Extracted text:

==========

# Introduction to Jscatter

#### The aim of Jscatter is treatment of experimental data and models


* Reading and analyzing experimental data with associated attributes as temperature, wavevector, comment, ....
* **Multidimensional fitting** taking attributes into account.
* Providing useful models for **neutron and X-ray scattering** as form factors, structure factors
  and dynamic models (quasi elastic neutron scattering) and other topics.
* Simplified plotting with paper ready quality (preferred in xmgrace).
* Easy model building for non programmers.
* Python scripts to document data evaluation and modelling.

For more details see the 
[Documentation](https://jscatter.readthedocs.io/en/latest/index.html), 
[Beginners Guide](https://jscatter.readthedocs.io/en/latest/BeginnersGuide.html) or
[Examples](https://jscatter.readthedocs.io/en/latest/examples.html)

==========

Tasks and exercises:
1. Reproduce word for word the part of the Jscatter introduction that opens with the words containing "# Introduction to" and closes with "and other topics.".
2. Write the next part of the Jscatter introduction, picking up right after its last line.
The data that come next are separate material, unrelated to the Jscatter introduction.

Information shown:

==========

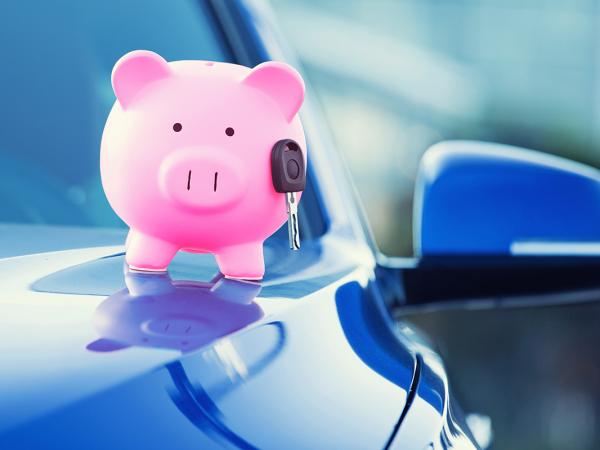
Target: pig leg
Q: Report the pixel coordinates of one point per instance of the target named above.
(148, 253)
(243, 261)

==========

Responses to the tasks:
1.
# Introduction to Jscatter

#### The aim of Jscatter is treatment of experimental data and models


* Reading and analyzing experimental data with associated attributes as temperature, wavevector, comment, ....
* **Multidimensional fitting** taking attributes into account.
* Providing useful models for **neutron and X-ray scattering** as form factors, structure factors
  and dynamic models (quasi elastic neutron scattering) and other topics.

2.
Included models are documented at 
[formfactor](https://jscatter.readthedocs.io/en/latest/formfactor.html), 
[structurefactor](https://jscatter.readthedocs.io/en/latest/structurefactor.html) or
[dynamic](https://jscatter.readthedocs.io/en/latest/dynamic.html)

This Notebook aims to give a short introduction for Beginners with the possibility to play around with some examples to explore the posibilities without the need to do a full installation.

A typical example for data analysis is given in [Jscatter_DataAnalysis.ipynb](Jscatter_DataAnalysis.ipynb).

### Content
- Demonstration for 1D data in **dataArray** with later fitting a parabola
- Demonstration of multiple 1D data in **dataList**
- Demonstration of multiple 1D data in a **dataList** using attributes from read data
- 2D fit data with an X,Z grid data and Y values


![Jscatter](https://jscatter.readthedocs.io/en/latest/_images/Jscatter.jpeg "Jscatter")

#### Prerequisite 
Install Jscatter and prerequisites on readonly Jupyter server

For installing on Linux, Mac or Windows visit the [installation instructions](https://jscatter.readthedocs.io/en/latest/Installation.html).

In [None]:
import sys
# Install jscatter (optional: "==1.1.0" forces a specific version)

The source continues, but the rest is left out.